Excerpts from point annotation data
## begin

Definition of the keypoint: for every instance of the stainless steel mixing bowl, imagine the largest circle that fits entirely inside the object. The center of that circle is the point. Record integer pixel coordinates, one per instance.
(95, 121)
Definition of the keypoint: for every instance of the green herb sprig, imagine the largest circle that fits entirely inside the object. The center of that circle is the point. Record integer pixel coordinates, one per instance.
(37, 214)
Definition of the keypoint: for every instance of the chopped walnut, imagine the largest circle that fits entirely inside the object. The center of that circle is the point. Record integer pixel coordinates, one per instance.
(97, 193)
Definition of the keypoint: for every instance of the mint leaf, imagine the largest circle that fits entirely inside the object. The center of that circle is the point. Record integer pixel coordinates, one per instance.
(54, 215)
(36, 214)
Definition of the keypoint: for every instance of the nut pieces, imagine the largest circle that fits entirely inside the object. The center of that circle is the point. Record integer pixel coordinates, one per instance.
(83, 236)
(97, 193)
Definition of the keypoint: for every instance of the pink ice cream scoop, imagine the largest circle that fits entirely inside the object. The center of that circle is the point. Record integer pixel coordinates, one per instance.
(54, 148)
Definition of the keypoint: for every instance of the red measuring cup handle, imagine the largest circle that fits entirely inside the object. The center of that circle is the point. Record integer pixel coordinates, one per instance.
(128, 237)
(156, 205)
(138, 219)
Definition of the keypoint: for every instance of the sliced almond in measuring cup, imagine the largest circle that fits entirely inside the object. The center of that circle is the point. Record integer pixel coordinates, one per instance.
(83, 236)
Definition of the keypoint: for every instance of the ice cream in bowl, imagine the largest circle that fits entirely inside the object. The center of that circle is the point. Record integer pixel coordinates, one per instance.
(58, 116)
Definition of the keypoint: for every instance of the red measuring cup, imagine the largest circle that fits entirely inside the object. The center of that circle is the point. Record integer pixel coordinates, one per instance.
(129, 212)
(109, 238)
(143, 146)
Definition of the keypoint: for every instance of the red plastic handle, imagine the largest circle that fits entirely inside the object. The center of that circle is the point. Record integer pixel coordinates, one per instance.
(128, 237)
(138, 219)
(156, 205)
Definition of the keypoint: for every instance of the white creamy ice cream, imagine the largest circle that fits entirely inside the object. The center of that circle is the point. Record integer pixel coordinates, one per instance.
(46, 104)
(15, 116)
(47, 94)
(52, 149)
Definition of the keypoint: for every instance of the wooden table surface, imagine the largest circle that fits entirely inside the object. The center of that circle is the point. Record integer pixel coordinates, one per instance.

## end

- The problem: Give back all the records exactly as they stand.

- Output of the task:
Definition of the keypoint: for every instance of the stainless steel mixing bowl, imagine the largest circle that fits entirely inside the object. The center of that circle is the point. Record integer pixel coordinates, one per instance.
(95, 121)
Definition of the keypoint: for every instance of the green herb sprig, imagine the largest circle that fits entirely inside the object. The center of that circle is the point. Record integer pixel coordinates, one per instance.
(37, 214)
Definition of the keypoint: for every instance of the chopped walnut, imagine the largest circle that fits entirely inside the object. The center of that circle is the point. Record integer pixel coordinates, one per instance.
(97, 193)
Definition of the keypoint: for every instance of the mint leaf, imagine the largest circle that fits entirely inside the object. The center of that circle is the point. Record integer pixel coordinates, one per instance.
(54, 215)
(36, 214)
Definition of the keypoint: for every instance of the nut pieces, imagine the largest circle that fits entirely inside the object. The center of that circle is the point. Record integer pixel coordinates, one per instance.
(83, 236)
(97, 193)
Definition of the keypoint: for every instance of the pink ice cream scoop, imagine the largest circle that fits entirely inside the object. The center of that circle is the point. Record integer pixel coordinates, one per instance.
(54, 148)
Definition of the keypoint: for every instance of the red measuring cup handle, imagine the largest circle that fits entirely inside the object. The center of that circle is the point. Record integer pixel coordinates, one per instance.
(128, 237)
(156, 205)
(138, 219)
Definition of the keypoint: for every instance of the sliced almond in measuring cup, imagine the largest circle that fits entirely inside the object. The center of that circle is the point. Record integer pixel coordinates, one per instance.
(83, 236)
Definition of the keypoint: for every instance of the ice cream in bowl, imagine the largest circle that fits entirely inside the object. The center of that circle is the point. Record integer pixel coordinates, one per instance.
(58, 116)
Definition of the keypoint: for every instance of the red measuring cup, imagine the largest circle that fits entirely inside the object. The center of that circle is the point. Record integer pixel coordinates, one per instance.
(129, 212)
(109, 238)
(143, 146)
Definition of the keypoint: for every instance of the red plastic handle, imagine the largest circle that fits entirely inside the object. The center of that circle is the point. Record integer pixel coordinates, one per instance.
(128, 237)
(138, 219)
(156, 205)
Definition of the keypoint: for every instance of the white creamy ice cream, imagine the largest circle that fits entirely inside the object. The center of that circle is the point. Record integer pixel coordinates, one per instance.
(46, 104)
(15, 116)
(47, 94)
(52, 149)
Definition of the keypoint: for every instance of the wooden table surface, imagine the largest circle that fits entirely inside the object. The center of that circle is the point. Record integer pixel coordinates, one per instance.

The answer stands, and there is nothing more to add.